- Задание
Где проходила выставка, если судить по отрывку о выставке товарищества художников?

- Текст отрывка
---
Вместе согласовали правила: никакого отборочного жюри, к участию приглашаются все желающие, заплатившие вступительный взнос, и отношение ко всем одинаково непредвзятое (очень напоминает принцип, принятый Дюшаном в Нью-Йорке полвека спустя). Выставка называлась так же, как и само товарищество; название не очень-то броское, зато место проведения было удачное – бульвар Капуцинок, дом 35, рядом с Парижской оперой в самом центре города, в просторной студии, которой недавно пользовался знаменитый Надар, светский фотограф и отважный воздухоплаватель.
Это была разношерстная команда, которую удалось сплотить благодаря организаторским способностям Камиля Писсарро (1830–1903), интеллекту Мане и колоссальному таланту Моне. Эдгар Дега (1834–1917) и Сезанн не очень-то в нее вписывались и позднее критиковали методы и принципиальные установки остальных. Берта Моризо (1841–1895), единственная женщина в группе (на этом этапе) и невероятно талантливая художница, оказалась в ней благодаря Мане, с которым состояла в дружеских отношениях (возможно, была его любовницей, хотя впоследствии вышла замуж за его брата Эжена). Компанию за столиком кафе дополнял Альфред Сислей (1839–1899), француз по рождению и англичанин по происхождению. Обычно он держался чуть в стороне, притом что учился вместе с Моне и Ренуаром (1841–1919) и дружил с обоими.
Но в то весеннее утро мелкие разногласия были забыты; всех объединяла ненависть к Академии, не раз отклонявшей их работы, и решимость достичь своей выставкой успеха не только для себя, но и для многих других художников (их приглашал главным образом Дега). В кафе царила атмосфера взаимоуважения и поддержки: даже угрюмый Сезанн пожелал коллегам bonne chance — удачи.
Когда они встретились через две недели после открытия выставки, от их оптимизма не осталось и следа. В этот раз Моне уже не пил кофе, а в приступе гнева смахнул со стола чашку с блюдцем, разбив то и другое. Теперь он стучал по краю стола экземпляром сатирической газеты «Шаривари», все больше распаляясь по мере того, как до него доходили новые подробности.
Сезанна нигде не было видно; Ренуар сидел, но – впервые – молчал, как, впрочем, и Мане с Моризо. Говорили только Дега и Писсарро. У них тоже было по экземпляру газеты, из которой они зачитывали выдержки, периодически делая паузу, чтобы дать успокоиться сидящим за столом.
---
- Исходные данные
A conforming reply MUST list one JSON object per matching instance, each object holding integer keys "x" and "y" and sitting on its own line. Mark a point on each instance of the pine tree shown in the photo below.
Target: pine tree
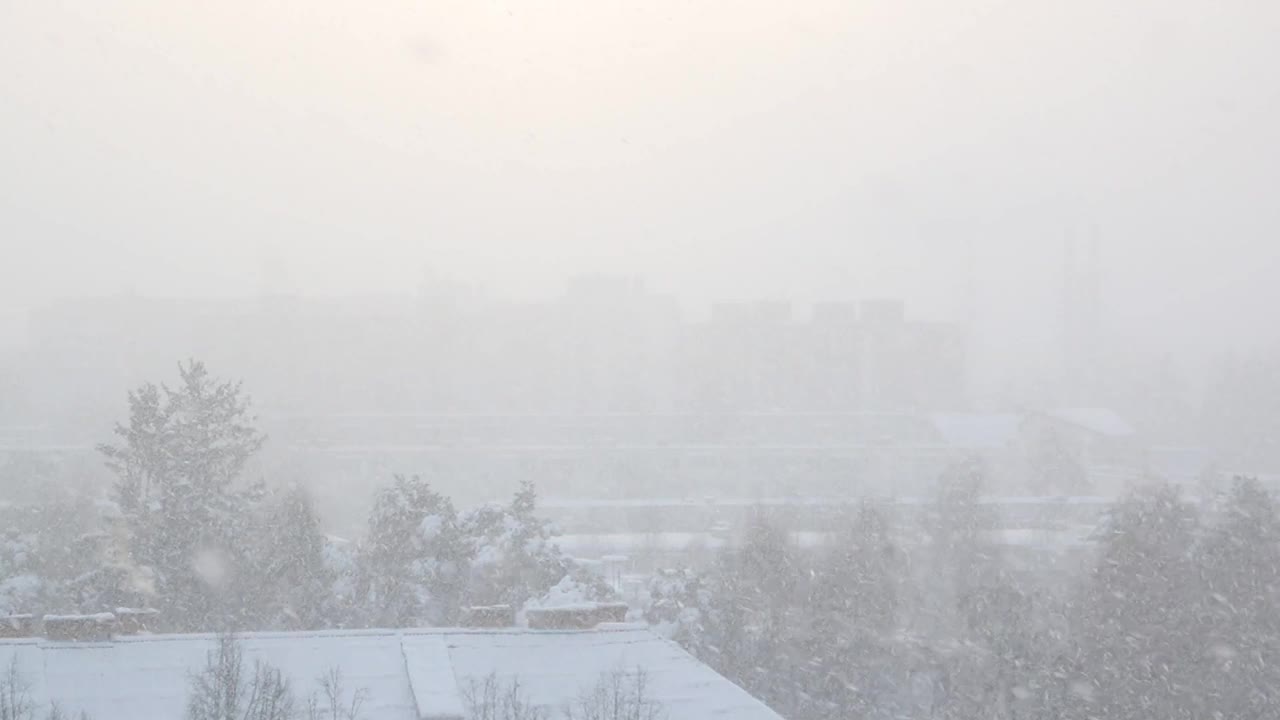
{"x": 177, "y": 482}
---
- Ответ
На бульваре Капуцинок, дом 35, рядом с Парижской оперой, в просторной студии, которой недавно пользовался Надар.